INSTRUCTION - Reproduce the line that holds "point: rocky rubble" together with all the lines after it up to the end of the entries.

STORED ROWS -
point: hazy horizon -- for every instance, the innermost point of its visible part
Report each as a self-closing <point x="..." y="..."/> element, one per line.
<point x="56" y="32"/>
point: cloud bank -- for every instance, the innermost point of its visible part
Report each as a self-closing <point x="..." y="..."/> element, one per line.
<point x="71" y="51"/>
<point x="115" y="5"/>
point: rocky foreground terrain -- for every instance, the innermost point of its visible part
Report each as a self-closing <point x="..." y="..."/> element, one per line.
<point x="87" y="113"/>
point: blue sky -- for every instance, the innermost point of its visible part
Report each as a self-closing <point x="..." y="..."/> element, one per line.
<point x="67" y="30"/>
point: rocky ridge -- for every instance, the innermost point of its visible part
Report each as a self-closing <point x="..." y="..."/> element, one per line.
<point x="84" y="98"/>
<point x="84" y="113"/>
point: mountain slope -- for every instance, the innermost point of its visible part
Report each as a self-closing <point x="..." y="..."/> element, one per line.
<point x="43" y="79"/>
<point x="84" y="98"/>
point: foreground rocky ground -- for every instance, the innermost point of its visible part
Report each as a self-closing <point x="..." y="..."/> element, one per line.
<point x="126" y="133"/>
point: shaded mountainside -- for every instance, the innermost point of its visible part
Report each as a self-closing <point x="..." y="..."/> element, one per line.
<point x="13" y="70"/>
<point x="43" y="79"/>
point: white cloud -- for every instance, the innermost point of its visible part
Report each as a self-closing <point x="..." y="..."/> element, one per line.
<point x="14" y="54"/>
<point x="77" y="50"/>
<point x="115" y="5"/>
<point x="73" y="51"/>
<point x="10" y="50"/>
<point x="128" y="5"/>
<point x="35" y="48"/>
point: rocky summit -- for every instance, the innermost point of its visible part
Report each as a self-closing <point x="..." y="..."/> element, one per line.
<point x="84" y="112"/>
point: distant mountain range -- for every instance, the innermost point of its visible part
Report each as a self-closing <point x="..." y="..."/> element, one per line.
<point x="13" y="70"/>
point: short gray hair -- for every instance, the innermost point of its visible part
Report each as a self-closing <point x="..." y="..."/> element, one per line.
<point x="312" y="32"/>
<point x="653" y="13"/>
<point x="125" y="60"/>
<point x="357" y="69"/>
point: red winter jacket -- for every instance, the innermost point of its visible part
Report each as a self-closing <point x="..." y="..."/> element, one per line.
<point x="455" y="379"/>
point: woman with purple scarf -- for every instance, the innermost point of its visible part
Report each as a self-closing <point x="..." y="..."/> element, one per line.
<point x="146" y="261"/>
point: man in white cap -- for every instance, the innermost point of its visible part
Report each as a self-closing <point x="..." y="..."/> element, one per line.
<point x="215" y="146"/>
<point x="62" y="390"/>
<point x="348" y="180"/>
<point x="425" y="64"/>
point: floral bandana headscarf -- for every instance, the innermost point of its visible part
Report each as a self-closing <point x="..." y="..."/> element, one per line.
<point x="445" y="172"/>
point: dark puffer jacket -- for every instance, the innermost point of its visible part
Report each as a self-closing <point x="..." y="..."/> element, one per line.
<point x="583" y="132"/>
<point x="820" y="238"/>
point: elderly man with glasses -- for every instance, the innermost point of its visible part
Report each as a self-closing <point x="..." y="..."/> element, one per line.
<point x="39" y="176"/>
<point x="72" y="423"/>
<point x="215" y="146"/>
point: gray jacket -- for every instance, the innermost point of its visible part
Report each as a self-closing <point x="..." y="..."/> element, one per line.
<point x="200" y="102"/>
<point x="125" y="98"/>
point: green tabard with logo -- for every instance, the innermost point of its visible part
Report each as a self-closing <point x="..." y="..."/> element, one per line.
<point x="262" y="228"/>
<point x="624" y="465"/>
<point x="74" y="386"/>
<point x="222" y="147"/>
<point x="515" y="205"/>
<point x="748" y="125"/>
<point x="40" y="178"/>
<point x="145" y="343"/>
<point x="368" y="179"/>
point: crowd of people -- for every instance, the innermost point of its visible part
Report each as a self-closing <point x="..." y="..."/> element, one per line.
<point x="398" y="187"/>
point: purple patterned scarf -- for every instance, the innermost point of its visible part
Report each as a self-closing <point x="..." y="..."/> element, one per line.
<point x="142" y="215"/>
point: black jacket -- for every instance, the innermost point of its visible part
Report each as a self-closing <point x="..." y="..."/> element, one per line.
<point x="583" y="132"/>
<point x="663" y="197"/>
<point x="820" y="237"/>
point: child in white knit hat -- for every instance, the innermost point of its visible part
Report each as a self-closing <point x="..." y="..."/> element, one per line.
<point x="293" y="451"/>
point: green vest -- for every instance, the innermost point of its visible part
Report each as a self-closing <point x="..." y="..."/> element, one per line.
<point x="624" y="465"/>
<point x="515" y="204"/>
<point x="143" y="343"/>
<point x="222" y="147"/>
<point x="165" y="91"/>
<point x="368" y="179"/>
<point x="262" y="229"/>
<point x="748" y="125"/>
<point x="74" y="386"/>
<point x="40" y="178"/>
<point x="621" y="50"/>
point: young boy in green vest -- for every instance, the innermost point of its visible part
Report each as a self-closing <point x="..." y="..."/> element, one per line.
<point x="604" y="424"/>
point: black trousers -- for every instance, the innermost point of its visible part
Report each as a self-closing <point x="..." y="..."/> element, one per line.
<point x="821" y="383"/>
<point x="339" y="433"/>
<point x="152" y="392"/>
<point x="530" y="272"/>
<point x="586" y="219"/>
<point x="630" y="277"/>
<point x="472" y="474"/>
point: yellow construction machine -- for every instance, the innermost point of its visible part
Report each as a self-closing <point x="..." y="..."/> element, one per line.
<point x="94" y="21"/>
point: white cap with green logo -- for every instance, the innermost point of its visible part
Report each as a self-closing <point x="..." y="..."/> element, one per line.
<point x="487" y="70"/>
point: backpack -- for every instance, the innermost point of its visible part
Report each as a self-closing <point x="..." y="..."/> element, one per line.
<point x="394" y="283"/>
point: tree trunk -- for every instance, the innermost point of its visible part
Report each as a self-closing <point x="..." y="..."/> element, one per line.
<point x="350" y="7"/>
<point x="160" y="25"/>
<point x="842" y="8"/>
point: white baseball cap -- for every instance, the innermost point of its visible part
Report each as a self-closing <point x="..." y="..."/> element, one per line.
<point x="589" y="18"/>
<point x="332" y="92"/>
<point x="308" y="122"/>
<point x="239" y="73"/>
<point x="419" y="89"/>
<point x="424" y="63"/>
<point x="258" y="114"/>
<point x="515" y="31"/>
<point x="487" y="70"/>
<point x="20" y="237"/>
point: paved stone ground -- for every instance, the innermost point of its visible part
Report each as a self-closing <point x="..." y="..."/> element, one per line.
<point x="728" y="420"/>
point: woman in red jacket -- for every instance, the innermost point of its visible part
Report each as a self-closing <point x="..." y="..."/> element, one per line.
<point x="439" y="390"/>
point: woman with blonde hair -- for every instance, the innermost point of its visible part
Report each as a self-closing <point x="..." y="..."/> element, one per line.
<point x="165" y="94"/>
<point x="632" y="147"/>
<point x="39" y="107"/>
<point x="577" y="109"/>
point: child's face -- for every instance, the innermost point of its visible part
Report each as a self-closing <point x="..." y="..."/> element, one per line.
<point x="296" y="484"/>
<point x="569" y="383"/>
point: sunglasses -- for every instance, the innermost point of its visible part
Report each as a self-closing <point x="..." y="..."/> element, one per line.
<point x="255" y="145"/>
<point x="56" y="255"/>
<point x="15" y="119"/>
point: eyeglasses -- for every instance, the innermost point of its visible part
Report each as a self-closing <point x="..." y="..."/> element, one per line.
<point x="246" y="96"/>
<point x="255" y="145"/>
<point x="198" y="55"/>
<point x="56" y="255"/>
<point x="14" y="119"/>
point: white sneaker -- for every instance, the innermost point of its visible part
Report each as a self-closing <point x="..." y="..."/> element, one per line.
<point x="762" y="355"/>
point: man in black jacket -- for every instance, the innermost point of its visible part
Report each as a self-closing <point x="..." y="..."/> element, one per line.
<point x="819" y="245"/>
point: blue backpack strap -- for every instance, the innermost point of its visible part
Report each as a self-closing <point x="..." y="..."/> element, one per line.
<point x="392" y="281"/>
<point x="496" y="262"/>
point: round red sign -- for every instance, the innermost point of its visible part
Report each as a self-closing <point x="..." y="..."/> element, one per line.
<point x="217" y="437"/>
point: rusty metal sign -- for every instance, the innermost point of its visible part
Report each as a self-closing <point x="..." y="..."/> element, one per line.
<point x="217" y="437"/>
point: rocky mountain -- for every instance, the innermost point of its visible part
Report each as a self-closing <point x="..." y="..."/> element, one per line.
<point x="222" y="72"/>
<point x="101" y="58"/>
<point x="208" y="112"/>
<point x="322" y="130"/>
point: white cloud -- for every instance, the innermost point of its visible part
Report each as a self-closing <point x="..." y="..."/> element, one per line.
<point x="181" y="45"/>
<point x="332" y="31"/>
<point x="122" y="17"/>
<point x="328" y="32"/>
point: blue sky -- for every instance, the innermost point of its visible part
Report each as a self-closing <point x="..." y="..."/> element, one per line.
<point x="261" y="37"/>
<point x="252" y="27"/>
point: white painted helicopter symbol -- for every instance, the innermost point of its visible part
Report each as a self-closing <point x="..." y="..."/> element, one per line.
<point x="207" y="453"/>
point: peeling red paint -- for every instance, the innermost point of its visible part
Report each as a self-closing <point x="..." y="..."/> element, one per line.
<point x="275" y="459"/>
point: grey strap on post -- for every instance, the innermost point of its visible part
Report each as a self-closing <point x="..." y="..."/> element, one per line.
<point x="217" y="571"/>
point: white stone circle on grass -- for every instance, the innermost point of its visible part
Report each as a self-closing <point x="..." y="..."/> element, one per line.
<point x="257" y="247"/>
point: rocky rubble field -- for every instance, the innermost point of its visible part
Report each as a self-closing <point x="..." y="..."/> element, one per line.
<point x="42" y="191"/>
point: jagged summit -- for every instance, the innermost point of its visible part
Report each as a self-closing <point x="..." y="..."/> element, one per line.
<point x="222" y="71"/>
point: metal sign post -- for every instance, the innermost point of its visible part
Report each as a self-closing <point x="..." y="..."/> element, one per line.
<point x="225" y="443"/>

RESPONSE TO THIS TASK -
point: rocky rubble field -- for every instance, the innermost point of its visible part
Report each as a self-closing <point x="..." y="..."/> element, one per line.
<point x="42" y="191"/>
point: jagged summit -- for every instance, the innermost point of its visible part
Report each as a self-closing <point x="..." y="..."/> element, one per line.
<point x="222" y="71"/>
point: metal sign post -- for every instance, the innermost point of its visible part
Report each as a self-closing <point x="..." y="..."/> element, one per line.
<point x="225" y="443"/>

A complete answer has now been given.